[Location labeling data]
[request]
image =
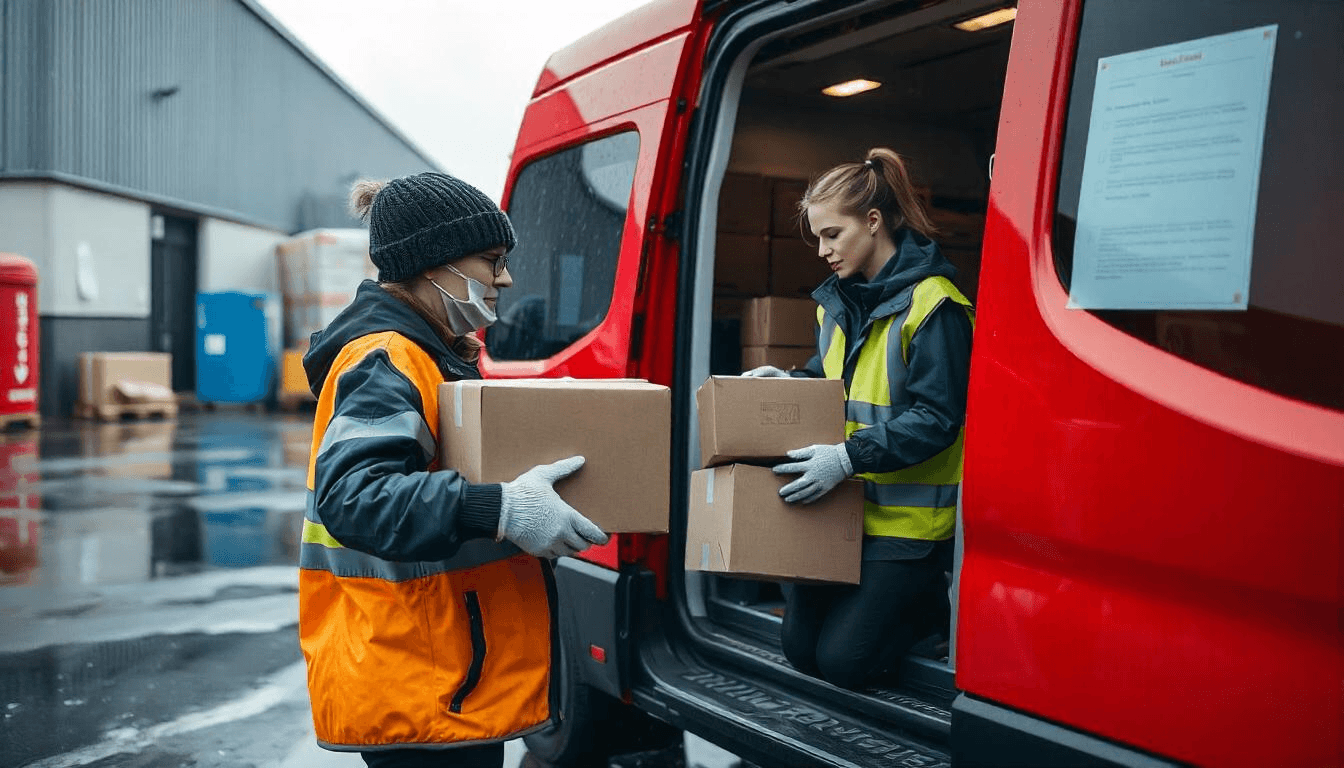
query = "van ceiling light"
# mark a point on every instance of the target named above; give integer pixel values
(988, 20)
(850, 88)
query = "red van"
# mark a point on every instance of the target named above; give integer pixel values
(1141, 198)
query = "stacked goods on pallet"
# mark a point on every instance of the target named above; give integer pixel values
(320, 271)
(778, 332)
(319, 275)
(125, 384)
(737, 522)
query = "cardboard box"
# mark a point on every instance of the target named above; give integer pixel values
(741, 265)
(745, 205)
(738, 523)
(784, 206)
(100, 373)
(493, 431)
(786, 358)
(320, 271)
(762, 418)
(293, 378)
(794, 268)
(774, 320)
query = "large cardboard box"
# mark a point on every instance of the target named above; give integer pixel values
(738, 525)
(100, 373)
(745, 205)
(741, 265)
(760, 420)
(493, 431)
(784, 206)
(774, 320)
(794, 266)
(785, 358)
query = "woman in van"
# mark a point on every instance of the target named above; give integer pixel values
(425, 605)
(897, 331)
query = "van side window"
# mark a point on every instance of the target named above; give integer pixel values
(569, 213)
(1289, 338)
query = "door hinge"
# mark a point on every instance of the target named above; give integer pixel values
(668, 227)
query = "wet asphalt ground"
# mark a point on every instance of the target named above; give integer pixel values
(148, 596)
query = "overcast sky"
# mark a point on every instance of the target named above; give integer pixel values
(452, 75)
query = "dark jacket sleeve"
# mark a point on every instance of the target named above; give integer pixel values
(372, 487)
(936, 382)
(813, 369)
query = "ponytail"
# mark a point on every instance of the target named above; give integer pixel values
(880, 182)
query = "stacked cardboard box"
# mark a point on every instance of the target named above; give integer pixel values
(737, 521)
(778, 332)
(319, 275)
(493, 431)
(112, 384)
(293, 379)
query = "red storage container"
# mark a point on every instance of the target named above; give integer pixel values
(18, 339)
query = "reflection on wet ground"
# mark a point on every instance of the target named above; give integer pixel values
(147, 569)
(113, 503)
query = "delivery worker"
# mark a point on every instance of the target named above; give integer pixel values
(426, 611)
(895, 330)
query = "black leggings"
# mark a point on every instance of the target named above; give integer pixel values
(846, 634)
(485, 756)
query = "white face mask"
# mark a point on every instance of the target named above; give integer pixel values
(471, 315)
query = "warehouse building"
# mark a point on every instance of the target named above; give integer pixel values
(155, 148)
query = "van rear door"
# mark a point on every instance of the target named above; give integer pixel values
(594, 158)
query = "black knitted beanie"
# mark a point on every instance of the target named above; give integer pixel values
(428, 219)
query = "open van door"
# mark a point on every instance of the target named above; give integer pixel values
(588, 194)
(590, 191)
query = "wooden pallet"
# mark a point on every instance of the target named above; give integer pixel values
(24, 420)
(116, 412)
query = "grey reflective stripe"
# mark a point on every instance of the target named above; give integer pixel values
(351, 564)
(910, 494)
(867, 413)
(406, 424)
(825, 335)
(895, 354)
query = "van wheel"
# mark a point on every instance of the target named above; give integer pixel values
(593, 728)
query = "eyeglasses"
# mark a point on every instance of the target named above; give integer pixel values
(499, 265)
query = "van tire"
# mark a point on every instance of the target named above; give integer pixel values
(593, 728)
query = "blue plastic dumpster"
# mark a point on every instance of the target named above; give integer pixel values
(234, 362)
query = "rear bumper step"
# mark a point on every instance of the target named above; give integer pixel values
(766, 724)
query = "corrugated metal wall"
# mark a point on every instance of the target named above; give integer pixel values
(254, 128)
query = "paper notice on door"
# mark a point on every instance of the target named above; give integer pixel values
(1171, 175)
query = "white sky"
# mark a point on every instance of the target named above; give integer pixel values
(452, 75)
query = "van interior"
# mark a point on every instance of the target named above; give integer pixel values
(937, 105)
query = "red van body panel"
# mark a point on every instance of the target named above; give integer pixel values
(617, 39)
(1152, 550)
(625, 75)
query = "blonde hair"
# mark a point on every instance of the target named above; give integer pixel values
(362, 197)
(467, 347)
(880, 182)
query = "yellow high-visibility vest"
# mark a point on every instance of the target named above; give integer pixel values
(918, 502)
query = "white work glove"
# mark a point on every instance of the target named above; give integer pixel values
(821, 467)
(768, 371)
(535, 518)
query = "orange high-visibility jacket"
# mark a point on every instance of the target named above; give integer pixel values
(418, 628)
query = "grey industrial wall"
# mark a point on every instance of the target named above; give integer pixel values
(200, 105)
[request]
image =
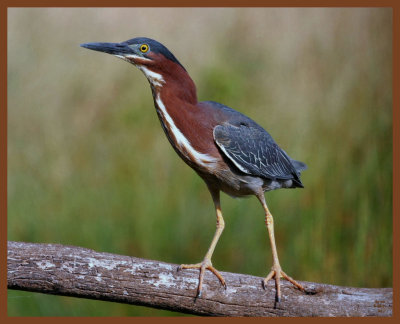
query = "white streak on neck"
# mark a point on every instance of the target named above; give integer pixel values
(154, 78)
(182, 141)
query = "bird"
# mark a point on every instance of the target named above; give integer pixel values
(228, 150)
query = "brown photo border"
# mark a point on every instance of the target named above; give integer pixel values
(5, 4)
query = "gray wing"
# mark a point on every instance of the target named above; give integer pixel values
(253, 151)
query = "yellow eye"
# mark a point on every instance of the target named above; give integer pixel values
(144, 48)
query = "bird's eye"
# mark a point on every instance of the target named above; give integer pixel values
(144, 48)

Written task => Please recast all of the data above as a two-column CSV with the headers input and output, one row per input–output pair, with each value in a single quoted field and line breaks turned into spaces. Omit the pictures.

The response =>
input,output
"[request] image = query = ""van ceiling light"" # mark a point on every instance of the target named above; give integer pixel values","(988, 20) (850, 88)"
"query = ""red van"" # mark a point on every instance of the target named above; give integer pixel values","(1141, 198)"
"query = ""stacked goods on pallet"" # mark a point on every instance of the target named above; give integer pixel values","(320, 271) (778, 332) (319, 275) (125, 384) (737, 522)"
"query = ""cardboard box"" # mark a point on every instance of the target named above; give integer pixel values","(741, 265) (745, 205) (738, 523) (784, 206) (100, 373) (493, 431) (786, 358) (320, 271) (762, 418) (293, 378) (794, 268) (774, 320)"
"query = ""large cardboard box"" # mark a point on every instance of the target named above; give integer pixel values","(738, 525) (100, 373) (745, 205) (741, 265) (760, 420) (493, 431) (784, 206) (774, 320) (794, 266) (785, 358)"
"query = ""woman in van"" # mark a point on every instance of the target named above; give integer pixel values","(425, 605) (897, 331)"
"query = ""van side window"" # mark a point on every instance of the target named above; give integer pixel values","(569, 213) (1289, 338)"
"query = ""door hinge"" # mark a point on every instance of the target named above; give integer pixel values","(668, 227)"
"query = ""wet asphalt ground"" # mark a point on every instance of the target named above; give integer pixel values","(148, 596)"
"query = ""overcast sky"" # mark a point on every instance of the target named above; give integer pixel values","(452, 75)"
"query = ""dark jacket sleeve"" # mark a point on every instance of the target named above; give integer pixel values","(372, 487) (936, 382) (813, 369)"
"query = ""ponytail"" # mark a point on every instance of the target named above; give integer pixel values","(880, 182)"
"query = ""stacked cardboard box"" # mark a point on every instance of the target named above; give integer pixel values","(737, 521) (778, 332) (319, 275) (493, 431) (112, 384) (293, 379)"
"query = ""red storage container"" # mark a point on every instance of the target named above; give integer pixel values","(18, 339)"
"query = ""reflection on wet ground"" # mark a point on every instance of the target named above; give integer pixel values","(147, 569) (113, 503)"
"query = ""delivery worker"" # mark a point on every instance of the target named above; give integer pixel values","(426, 611) (895, 330)"
"query = ""black leggings"" # mark a point on every instance of the target named above; give integer pixel values","(846, 634) (485, 756)"
"query = ""white face mask"" # mark a point on every instance of the target named above; give integer pixel values","(471, 315)"
"query = ""warehouse building"" # mark a point on every instance of the target named above; give integer pixel values","(155, 148)"
"query = ""van rear door"" # mark a point on every instance of the target named above; give integer pixel values","(594, 158)"
"query = ""black knitted beanie"" # mark a point on every instance of the target named above; give integer pixel values","(428, 219)"
"query = ""open van door"" # mark a point on every instance of the target named above; give integer pixel values","(588, 194) (590, 191)"
"query = ""wooden pallet"" # mark a point on every instance of the target named above; give integer pixel values","(24, 420) (116, 412)"
"query = ""grey reflective stripe"" # mark a point on every instance of the target named above; give integer pixel values","(351, 564) (910, 494) (867, 413) (406, 424) (825, 335) (895, 354)"
"query = ""van wheel"" # mark a point on every instance of the target named above; give integer pixel values","(593, 728)"
"query = ""eyeglasses"" # mark a point on every instance of the target named above; give integer pixel values","(499, 265)"
"query = ""van tire"" # mark a point on every instance of the target named above; give integer pixel values","(593, 728)"
"query = ""blue plastic dumpster"" # mark a point on every instance of the target named above; give integer pixel values","(234, 362)"
"query = ""rear bumper step"" # mark a point on every instance of the target named above; give integer pixel values","(766, 724)"
"query = ""corrugated metal wall"" # mark a point on every instance of the target named above; give integer pixel values","(254, 128)"
"query = ""paper notice on door"" # mark a point on every instance of the target named above; give integer pixel values","(1171, 175)"
"query = ""white sky"" # mark a point on every instance of the target named above; give integer pixel values","(452, 75)"
"query = ""van interior"" # mark a point on every instance of the target named above; give integer pixel values","(937, 105)"
"query = ""red van body panel"" # mark a point on every instance of the target named above; give integer pixel values","(617, 39) (1152, 550) (625, 75)"
"query = ""blonde hair"" # mark a point on every instance of the target named above; give integer pixel values","(362, 197) (467, 347) (880, 182)"
"query = ""yellow high-visibility vest"" # mark a point on every instance of the target named above; give integer pixel values","(918, 502)"
"query = ""white work glove"" # mark a point on every instance of the target named above; give integer pixel values","(821, 467) (768, 371) (535, 518)"
"query = ""orange high-visibility jacket"" # mark a point on every instance of the target named above; give integer pixel values","(418, 628)"
"query = ""grey industrial wall"" # mark a point on every instance of the target named above; give integer pixel values","(200, 105)"
"[request] image = query = ""white streak on neck"" # mark a point on every instance of the target named above; give integer pixel values","(154, 78) (182, 141)"
"query = ""bird"" # mark a point on every instance of the target named above; give integer pixel values","(228, 150)"
"query = ""brown photo border"" # mark a point on every instance of the target named above; give integer pixel values","(5, 4)"
"query = ""gray wing"" # mark a point on every instance of the target named above; give integer pixel values","(253, 151)"
"query = ""yellow eye"" # mark a point on every instance of the target named above; give integer pixel values","(144, 48)"
"query = ""bird's eye"" # mark a point on every instance of the target named above; give integer pixel values","(144, 48)"